Problem:
A line qualifies if it holds the string "wooden". Copy every qualifying line from the records.

Task data:
[Start of section]

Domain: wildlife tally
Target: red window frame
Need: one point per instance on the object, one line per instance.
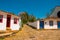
(1, 18)
(15, 20)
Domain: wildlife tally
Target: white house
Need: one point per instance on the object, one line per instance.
(9, 21)
(51, 22)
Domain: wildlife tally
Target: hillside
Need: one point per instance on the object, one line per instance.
(28, 33)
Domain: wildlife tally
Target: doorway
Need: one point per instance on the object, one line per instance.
(8, 20)
(41, 24)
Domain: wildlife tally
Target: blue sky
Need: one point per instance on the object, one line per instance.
(38, 8)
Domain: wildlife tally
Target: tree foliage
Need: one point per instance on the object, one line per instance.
(25, 17)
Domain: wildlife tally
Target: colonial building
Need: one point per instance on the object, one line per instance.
(9, 21)
(51, 22)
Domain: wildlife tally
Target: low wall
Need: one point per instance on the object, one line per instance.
(34, 24)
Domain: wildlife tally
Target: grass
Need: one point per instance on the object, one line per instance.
(1, 38)
(28, 33)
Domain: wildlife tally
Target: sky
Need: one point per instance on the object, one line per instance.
(38, 8)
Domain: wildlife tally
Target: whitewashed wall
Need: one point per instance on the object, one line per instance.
(14, 26)
(34, 24)
(47, 26)
(3, 24)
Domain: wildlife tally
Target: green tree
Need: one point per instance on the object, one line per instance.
(32, 18)
(24, 17)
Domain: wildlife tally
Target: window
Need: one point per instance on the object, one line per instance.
(1, 18)
(51, 23)
(15, 20)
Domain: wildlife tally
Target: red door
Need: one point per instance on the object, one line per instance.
(8, 20)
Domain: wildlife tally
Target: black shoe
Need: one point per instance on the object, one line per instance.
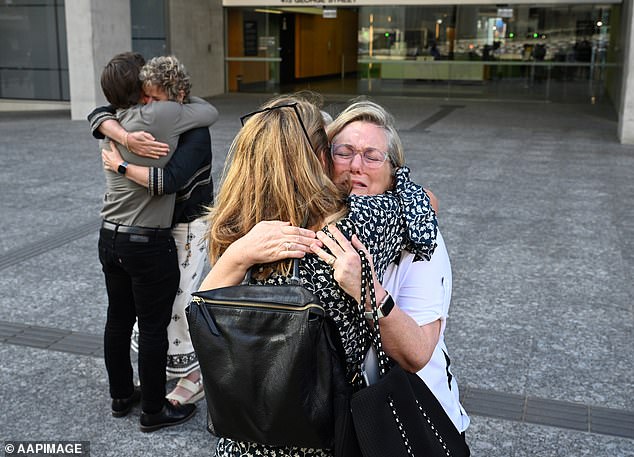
(122, 406)
(166, 417)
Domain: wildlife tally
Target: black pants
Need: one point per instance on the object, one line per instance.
(142, 278)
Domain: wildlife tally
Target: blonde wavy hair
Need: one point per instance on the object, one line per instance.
(275, 171)
(168, 73)
(368, 111)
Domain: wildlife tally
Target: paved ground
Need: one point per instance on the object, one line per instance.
(538, 215)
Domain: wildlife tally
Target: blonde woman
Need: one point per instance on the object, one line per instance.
(275, 171)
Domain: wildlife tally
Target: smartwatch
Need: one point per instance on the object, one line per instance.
(384, 308)
(123, 168)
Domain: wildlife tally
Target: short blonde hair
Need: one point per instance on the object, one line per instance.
(368, 111)
(169, 74)
(274, 172)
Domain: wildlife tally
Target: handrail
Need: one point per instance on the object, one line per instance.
(253, 59)
(547, 63)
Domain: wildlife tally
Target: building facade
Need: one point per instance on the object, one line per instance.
(554, 52)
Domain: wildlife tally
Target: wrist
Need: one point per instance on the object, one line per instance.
(384, 307)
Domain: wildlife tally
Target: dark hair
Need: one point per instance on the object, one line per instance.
(120, 79)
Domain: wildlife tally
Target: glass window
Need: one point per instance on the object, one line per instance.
(33, 54)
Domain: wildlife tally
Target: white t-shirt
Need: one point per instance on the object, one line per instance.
(423, 290)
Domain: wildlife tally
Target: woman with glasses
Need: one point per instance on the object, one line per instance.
(275, 171)
(366, 153)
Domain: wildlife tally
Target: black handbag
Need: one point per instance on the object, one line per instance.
(398, 416)
(271, 361)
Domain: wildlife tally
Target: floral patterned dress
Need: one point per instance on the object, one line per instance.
(386, 224)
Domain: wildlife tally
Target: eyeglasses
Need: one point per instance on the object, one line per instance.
(344, 154)
(244, 118)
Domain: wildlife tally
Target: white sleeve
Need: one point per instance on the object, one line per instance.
(422, 289)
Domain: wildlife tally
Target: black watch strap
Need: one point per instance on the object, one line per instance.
(384, 308)
(123, 167)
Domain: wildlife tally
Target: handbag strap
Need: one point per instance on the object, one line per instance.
(368, 291)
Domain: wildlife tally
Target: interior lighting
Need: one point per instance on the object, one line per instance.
(261, 10)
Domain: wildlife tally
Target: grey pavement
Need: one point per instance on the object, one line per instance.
(536, 207)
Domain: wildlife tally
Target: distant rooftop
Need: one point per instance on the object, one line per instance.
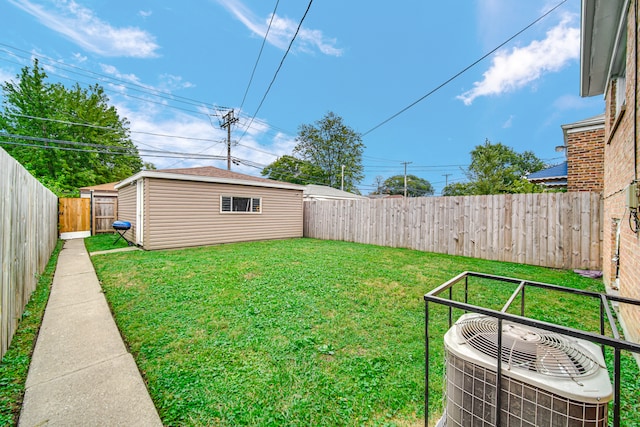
(553, 176)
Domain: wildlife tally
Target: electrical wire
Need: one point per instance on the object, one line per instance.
(255, 66)
(89, 125)
(278, 69)
(464, 70)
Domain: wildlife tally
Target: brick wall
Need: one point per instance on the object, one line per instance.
(620, 159)
(585, 160)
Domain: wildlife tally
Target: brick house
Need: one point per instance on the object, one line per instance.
(608, 67)
(584, 145)
(584, 168)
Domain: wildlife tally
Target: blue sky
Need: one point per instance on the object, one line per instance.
(172, 68)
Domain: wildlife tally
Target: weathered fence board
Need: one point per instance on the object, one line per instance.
(28, 234)
(559, 230)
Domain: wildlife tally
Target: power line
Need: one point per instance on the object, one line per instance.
(264, 40)
(89, 125)
(103, 149)
(87, 73)
(464, 70)
(278, 69)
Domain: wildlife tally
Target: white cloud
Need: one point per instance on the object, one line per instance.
(113, 71)
(282, 30)
(151, 129)
(81, 26)
(6, 75)
(516, 68)
(172, 82)
(79, 57)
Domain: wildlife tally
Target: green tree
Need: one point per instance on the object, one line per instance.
(416, 186)
(290, 169)
(497, 169)
(333, 147)
(66, 137)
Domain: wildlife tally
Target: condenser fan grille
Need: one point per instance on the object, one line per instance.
(528, 348)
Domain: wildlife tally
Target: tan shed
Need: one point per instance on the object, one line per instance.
(174, 208)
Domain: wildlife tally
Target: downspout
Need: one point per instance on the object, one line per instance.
(635, 92)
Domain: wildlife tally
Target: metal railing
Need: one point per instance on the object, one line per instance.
(605, 300)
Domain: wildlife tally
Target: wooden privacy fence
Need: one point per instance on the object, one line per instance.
(104, 210)
(74, 214)
(560, 230)
(28, 235)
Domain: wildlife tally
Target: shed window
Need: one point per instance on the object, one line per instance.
(240, 204)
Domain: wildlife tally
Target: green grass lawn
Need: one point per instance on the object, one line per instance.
(104, 242)
(15, 363)
(302, 331)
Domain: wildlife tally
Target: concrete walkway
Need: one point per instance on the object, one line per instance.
(81, 373)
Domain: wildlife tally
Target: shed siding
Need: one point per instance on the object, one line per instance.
(127, 209)
(187, 213)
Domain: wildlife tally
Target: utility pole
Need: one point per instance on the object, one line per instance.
(405, 177)
(229, 119)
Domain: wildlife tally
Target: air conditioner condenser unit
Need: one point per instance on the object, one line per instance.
(548, 379)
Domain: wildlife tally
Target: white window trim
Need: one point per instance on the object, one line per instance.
(251, 210)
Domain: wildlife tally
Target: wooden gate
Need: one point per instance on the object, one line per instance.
(74, 215)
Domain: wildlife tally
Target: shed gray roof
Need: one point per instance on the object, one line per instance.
(557, 172)
(210, 174)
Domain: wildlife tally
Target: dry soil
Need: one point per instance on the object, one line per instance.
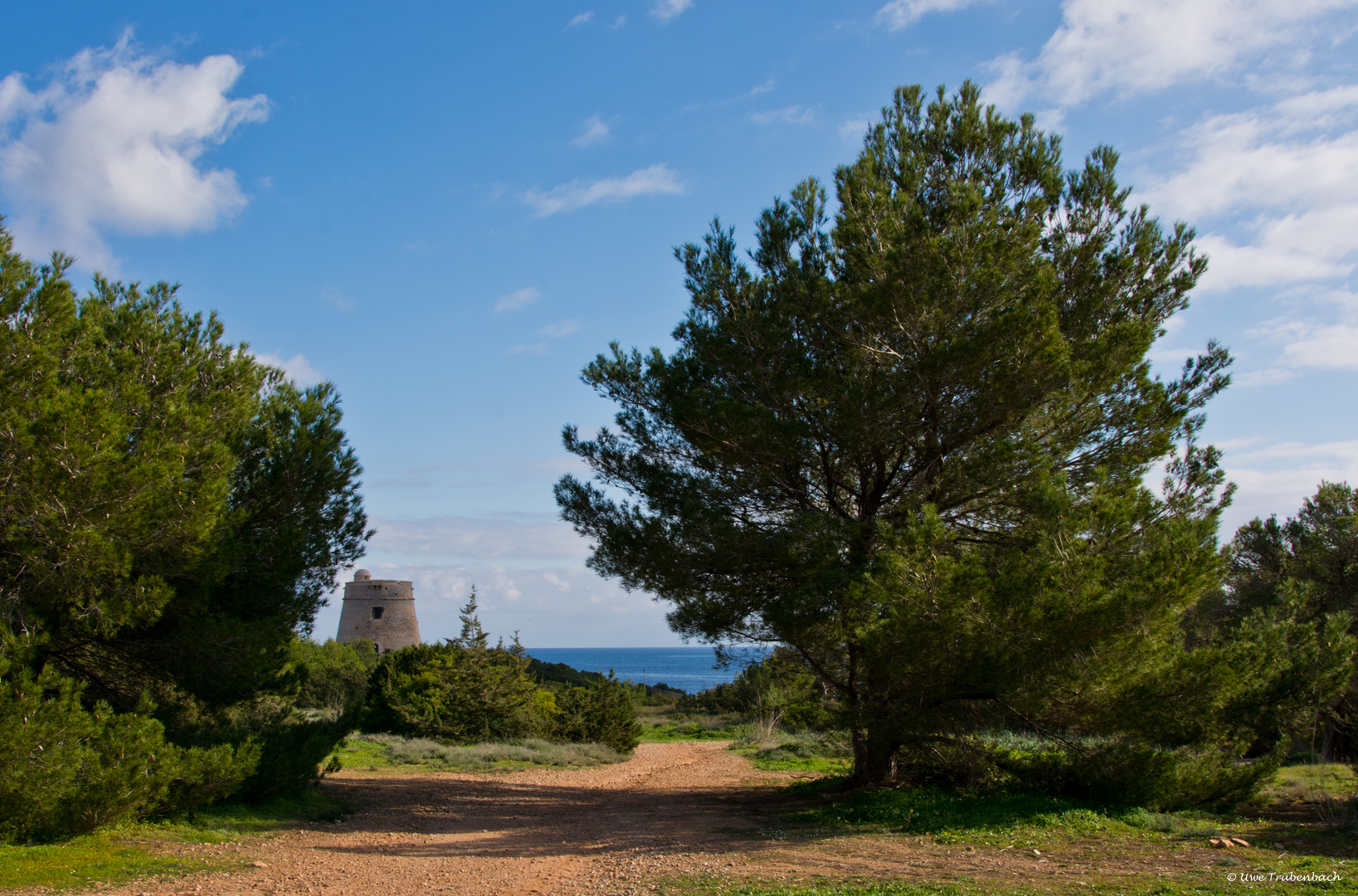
(671, 811)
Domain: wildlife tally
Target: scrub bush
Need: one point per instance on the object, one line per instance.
(66, 770)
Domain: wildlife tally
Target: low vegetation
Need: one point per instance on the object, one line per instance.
(211, 838)
(390, 751)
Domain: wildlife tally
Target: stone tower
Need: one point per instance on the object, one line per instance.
(381, 610)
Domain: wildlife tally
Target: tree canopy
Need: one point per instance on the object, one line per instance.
(910, 443)
(172, 509)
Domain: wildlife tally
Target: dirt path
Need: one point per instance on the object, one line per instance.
(674, 810)
(669, 811)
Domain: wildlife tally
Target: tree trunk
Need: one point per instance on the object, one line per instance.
(874, 761)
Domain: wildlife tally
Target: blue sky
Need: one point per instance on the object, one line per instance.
(449, 209)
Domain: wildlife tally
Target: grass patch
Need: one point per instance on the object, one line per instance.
(83, 861)
(134, 850)
(389, 751)
(808, 752)
(708, 887)
(944, 812)
(667, 732)
(1311, 782)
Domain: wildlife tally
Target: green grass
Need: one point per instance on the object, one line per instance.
(946, 814)
(671, 732)
(807, 752)
(1219, 887)
(132, 851)
(1313, 780)
(392, 751)
(83, 861)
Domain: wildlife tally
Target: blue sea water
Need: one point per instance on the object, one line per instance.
(684, 668)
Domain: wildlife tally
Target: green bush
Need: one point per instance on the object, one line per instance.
(66, 770)
(1099, 770)
(332, 675)
(456, 693)
(488, 757)
(601, 713)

[End of section]

Exercise output:
Target: wooden privacy fence
Target: wooden gate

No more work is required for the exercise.